--- EXTRACT PROVIDED ---

Kindness – not a word historically associated with corporations, those bastions of male verve – is now being equated with the bottom line. How times have changed. In the 90s when I gave a keynote titled ‘Sales as a Spiritual Practice’ I would get asked: “Yes, but how would we make money?”

Imagine embracing the desire to be helpful and considerate, compassionate and generous as part of accepted business practice. We all know what happens when it’s ignored. We know how workplace issues grind people down, and how infrequently those below the top tier get asked their opinions. We know we lose more good employees to feelings of disrespect than to pay issues. We know that 70% of buying decisions are made by women.

And yet we continue assuming the bottom line is about minimizing costs and maximizing profit and putting rules before people.

HOW KINDNESS CAN EFFECT OUR BOTTOM LINE

The costs of degrading and ignoring employees and making customers conform to our money-saving practices, the cost of treating customers merely as numbers that get crunched, cost us high turnover, a paucity of fresh ideas and new leaders, a loss of customers and reputation, a loss of revenue, and the need to hire more supervisory managers and do more ‘reputation management’ to handle the fallout.

I intimately know a company with a reputation for treating employees so punitively that only naïve out-of-towners apply for the many available jobs. Without kindness, everything suffers, and in this day and age, clients, customers, staff, have vehicles for their complaints.

Research has shown kindness actually increases our bottom line:

  • When employees are asked their opinions, treated respectfully, given jobs that enable them to exhibit excellence regardless of their pay scale, they are more creative, responsible, and loyal. They adopt leadership roles, put in longer hours, and have fewer sick days.

---

**EXERCISES TO COMPLETE**
**1.** Count the lines in the records that contain the string "surface", matching case exactly, and give only the number.
**2.** Please pick up the passage on kindness in business right after its final sentence and continue it.

--- RECORDS SHOWN ---

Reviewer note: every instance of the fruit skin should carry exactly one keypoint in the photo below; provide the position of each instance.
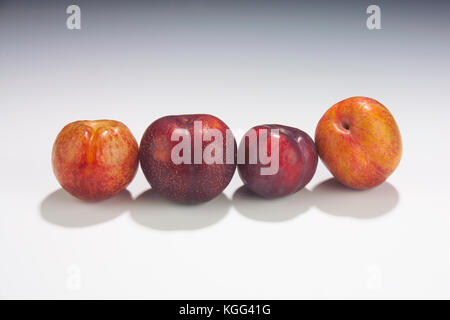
(359, 141)
(297, 162)
(94, 160)
(188, 183)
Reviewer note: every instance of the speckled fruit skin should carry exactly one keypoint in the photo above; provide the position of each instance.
(297, 162)
(94, 160)
(187, 183)
(359, 142)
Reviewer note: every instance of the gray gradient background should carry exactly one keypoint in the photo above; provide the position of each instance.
(247, 62)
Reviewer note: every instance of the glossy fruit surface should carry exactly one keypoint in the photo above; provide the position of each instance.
(296, 165)
(94, 160)
(359, 142)
(188, 181)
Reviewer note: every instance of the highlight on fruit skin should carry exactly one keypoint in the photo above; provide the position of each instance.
(187, 181)
(295, 157)
(359, 141)
(94, 160)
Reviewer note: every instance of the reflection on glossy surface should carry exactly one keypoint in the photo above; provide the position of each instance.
(154, 211)
(334, 198)
(256, 207)
(62, 209)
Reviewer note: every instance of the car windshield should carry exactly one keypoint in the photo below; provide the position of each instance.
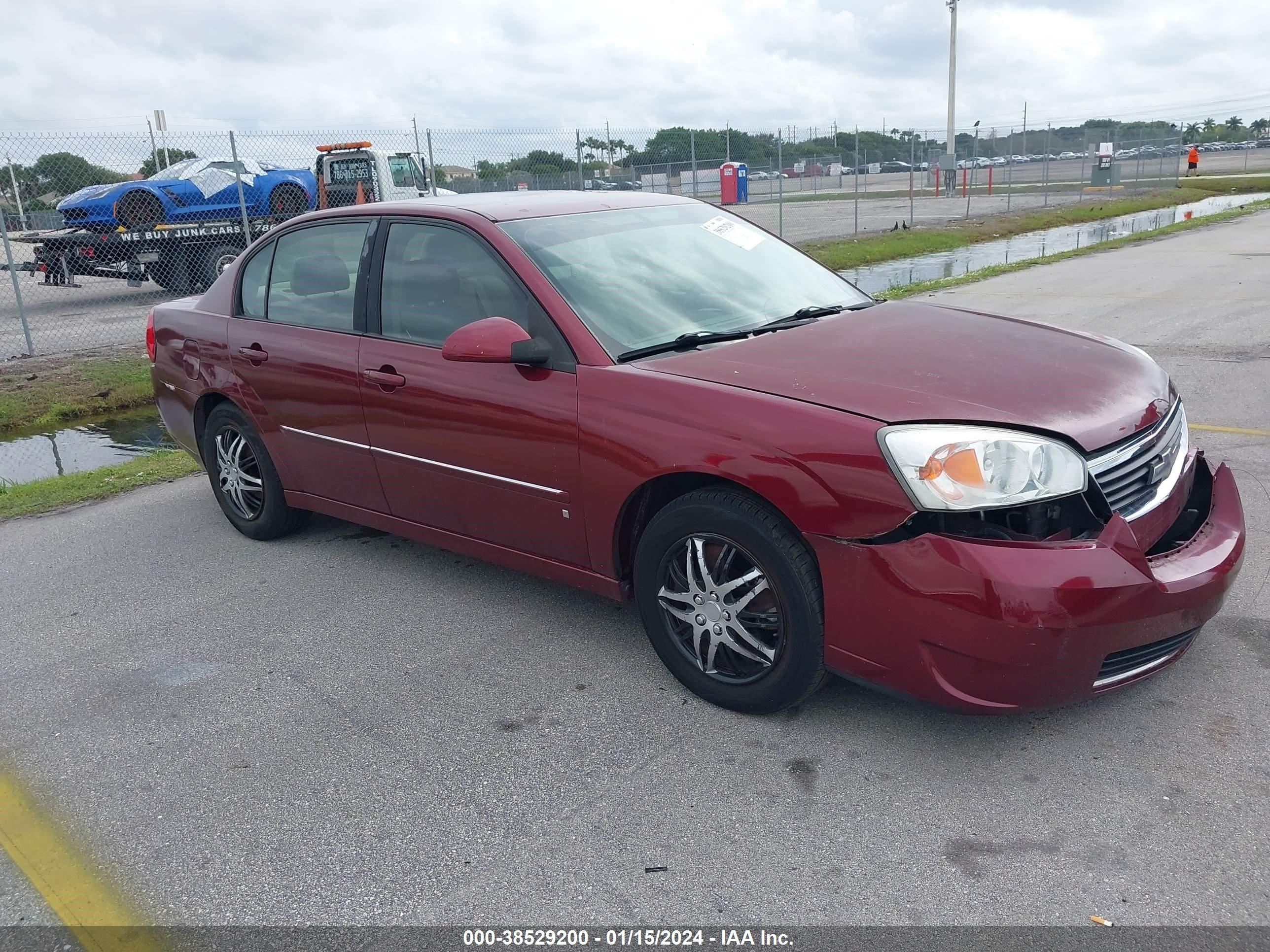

---

**RESPONSES PER TASK**
**1.** 2

**2.**
  • When we treat our clients kindly we keep them longer, hear about problems (rather than lose them to competitors), are offered new ideas to monetize, and have brand ambassadors to offer free marketing to connections who may become clients.
  • When we value people we make more money and have less turnover.

Here are a few of my personal experiences of monetizing kindness:

1. Kindness with customers:

a. When first moving to Portland, I couldn’t locate my correct bus stop. I called the Transit help line and a person answered! And he stayed on the line until I got to my destination! I also had an issue with the local gas company causing very minor damage to my countertop. They called, apologized, and immediately sent me a check for $500 for recompense (It cost $100 to fix.).

Takeaway: the random acts of kindness I found throughout Portland have led me to move there.

b. After not receiving my NYTimes for four Sundays, I made two angry calls. The first woman said I would need to speak with a supervisor on Monday; the second woman not only called my local delivery folks, she called back to tell me when the paper would be delivered, called again to make sure I got it, and then left me her cell number in case the problem occurred again.

Takeaway: I won’t cancel my subscription.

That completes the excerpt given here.